文章節錄 ::

□ □ □

作者:寧靜千年  於 2011-1-24 07:23 發表於 最熱鬧的華人社交網路--貝殼村

通用分類:流水日記|已有26評論

關鍵詞:

當然教育子女是爸爸和媽媽共同的責任,但是大多數華人家庭都是媽媽唱主角戲!
我們在海外的華人也未能免俗:看一看洛杉磯、紐約的華人各種補習班,望子成龍、鋼琴、舞蹈恨不得自己的子女棋、琴、書畫、舞蹈、武術18般武藝樣樣精通!可憐天下的華人父母心!
虎寶寶給虎長工的信反映出的華人第二代在美國真實的內心情感:她愛媽媽、愛姐姐、但是媽媽姐姐給她的壓力讓她苦悶!
這兩天虎長工在貝殼村閑逛,關注貝殼村的虎媽媽們,沒有及時關注俺家可愛的虎寶寶,今天才看見虎寶寶給爸爸的信,
挺實在、挺有感觸的、聯想到最近有爭議的華人女教授的養女的方法;俺也剖析一下虎寶寶的內心世界,
與大家分享:(虎寶寶說用中文寫太慢,老爸原諒她是在美國生的華人,就讓她用英文寫了,由老爸把有趣的部分翻譯成中文)
3:26 PM     HOME     January 15th 2011     
 Subject:Things that have happened so far in 2011 (二零一一年發生了許多事情)

□ □ □

所給清單 ::
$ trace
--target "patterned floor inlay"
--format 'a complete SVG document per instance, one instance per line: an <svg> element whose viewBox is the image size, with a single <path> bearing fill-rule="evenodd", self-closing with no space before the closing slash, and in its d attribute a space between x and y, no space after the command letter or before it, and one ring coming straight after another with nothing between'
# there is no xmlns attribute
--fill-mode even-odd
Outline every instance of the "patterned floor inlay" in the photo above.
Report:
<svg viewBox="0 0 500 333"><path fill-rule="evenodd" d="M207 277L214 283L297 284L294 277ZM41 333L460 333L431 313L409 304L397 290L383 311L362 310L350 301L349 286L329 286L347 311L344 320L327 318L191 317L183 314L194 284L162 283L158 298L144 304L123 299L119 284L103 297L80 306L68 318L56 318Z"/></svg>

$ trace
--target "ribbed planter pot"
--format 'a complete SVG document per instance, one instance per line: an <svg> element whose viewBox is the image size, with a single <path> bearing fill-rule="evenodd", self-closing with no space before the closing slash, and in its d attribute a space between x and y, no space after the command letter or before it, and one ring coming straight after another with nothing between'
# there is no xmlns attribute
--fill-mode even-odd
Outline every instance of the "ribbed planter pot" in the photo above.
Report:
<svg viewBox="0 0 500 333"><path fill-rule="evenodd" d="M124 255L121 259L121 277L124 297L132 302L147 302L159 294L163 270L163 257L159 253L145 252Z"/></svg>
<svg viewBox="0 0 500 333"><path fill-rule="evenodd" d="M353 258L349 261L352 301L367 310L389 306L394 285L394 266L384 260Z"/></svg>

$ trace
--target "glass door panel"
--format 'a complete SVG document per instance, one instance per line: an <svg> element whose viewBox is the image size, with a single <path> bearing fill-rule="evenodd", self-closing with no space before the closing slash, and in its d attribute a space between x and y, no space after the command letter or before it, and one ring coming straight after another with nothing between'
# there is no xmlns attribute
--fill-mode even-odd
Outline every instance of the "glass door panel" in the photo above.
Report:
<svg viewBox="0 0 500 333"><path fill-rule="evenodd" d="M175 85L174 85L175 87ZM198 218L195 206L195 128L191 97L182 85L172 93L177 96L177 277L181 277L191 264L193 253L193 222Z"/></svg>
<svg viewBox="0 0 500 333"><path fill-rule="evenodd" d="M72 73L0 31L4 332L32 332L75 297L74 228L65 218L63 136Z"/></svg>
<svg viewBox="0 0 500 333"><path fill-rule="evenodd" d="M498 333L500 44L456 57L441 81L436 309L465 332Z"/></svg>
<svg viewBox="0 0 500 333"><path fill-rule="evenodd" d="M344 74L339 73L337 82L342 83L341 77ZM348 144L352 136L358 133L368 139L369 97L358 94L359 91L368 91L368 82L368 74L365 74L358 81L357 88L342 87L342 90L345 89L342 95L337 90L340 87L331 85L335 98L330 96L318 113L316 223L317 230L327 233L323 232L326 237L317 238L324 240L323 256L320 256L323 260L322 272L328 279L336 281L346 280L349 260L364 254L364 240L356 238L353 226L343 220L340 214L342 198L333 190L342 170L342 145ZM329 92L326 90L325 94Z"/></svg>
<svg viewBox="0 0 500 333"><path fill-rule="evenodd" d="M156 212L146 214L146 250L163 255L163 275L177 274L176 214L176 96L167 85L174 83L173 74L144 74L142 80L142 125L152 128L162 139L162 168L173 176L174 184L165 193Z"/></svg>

□ □ □

你的任務 ::
**A)** 根據這篇談虎寶寶來信的文章,回答下列問題:
(i) 文中說大多數華人家庭在教育子女這件事上由誰唱主角戲?
(ii) 虎寶寶的信是寫給誰的?
(iii) 虎寶寶說為什麼不用中文寫?
**B)** 請從這篇談虎寶寶來信的文章最後一行之後續寫下去。
上面的清單和這篇談虎寶寶來信的文章沒有關係。

任務解答 ::
**A)**
(i) 媽媽。
(ii) 寫給虎長工,也就是她的爸爸。
(iii) 因為用中文寫太慢。

**B)**
This month there are many things to talk about, things like my birthday, math tests,and cold sickness.
(這一個月有許多事情可以探討,我的生日,算術考試,流感生病等)
My Birthday was filled with creamy red velvet cake with strawberry ice cream. Math tests/quizzes seemed like 19.5/20 and 88/100. Grades on the other hand are doing pretty well, I bet I got straight A's on my report card this quarter.I'm also starting my social studies project this weekend.Sis said she'll take me to the arts/crafts store to buy supplies like clay, and paints. My mood this month is prabrobly overwhelmed.
I feel longing for some time to relax. No more chinese homework and worries.
(我內心渴望身心能夠放鬆。沒有中文作業、沒有憂慮和憂傷)虎寶寶的這句話讓老爸落淚!我們在中國大陸長大的50后,60后
很少會用 feel longing for something, 這個片語,這個片語比其它英文片語更有內涵、更表明12歲的女孩渴望放鬆\渴望減壓。
我太太(虎媽媽)和我的大女兒(虎姐姐)都對這個班的老師滿意(是個實驗班,報名晚了還進不了這個班),就是因為作業多,老師給虎寶寶們留了一大堆作業!這裡虎寶寶還沒有提到她最大的憂慮:就是彈鋼琴,虎寶寶一點都不喜歡彈鋼琴!
虎媽媽和虎姐姐總是在給她無形的壓力!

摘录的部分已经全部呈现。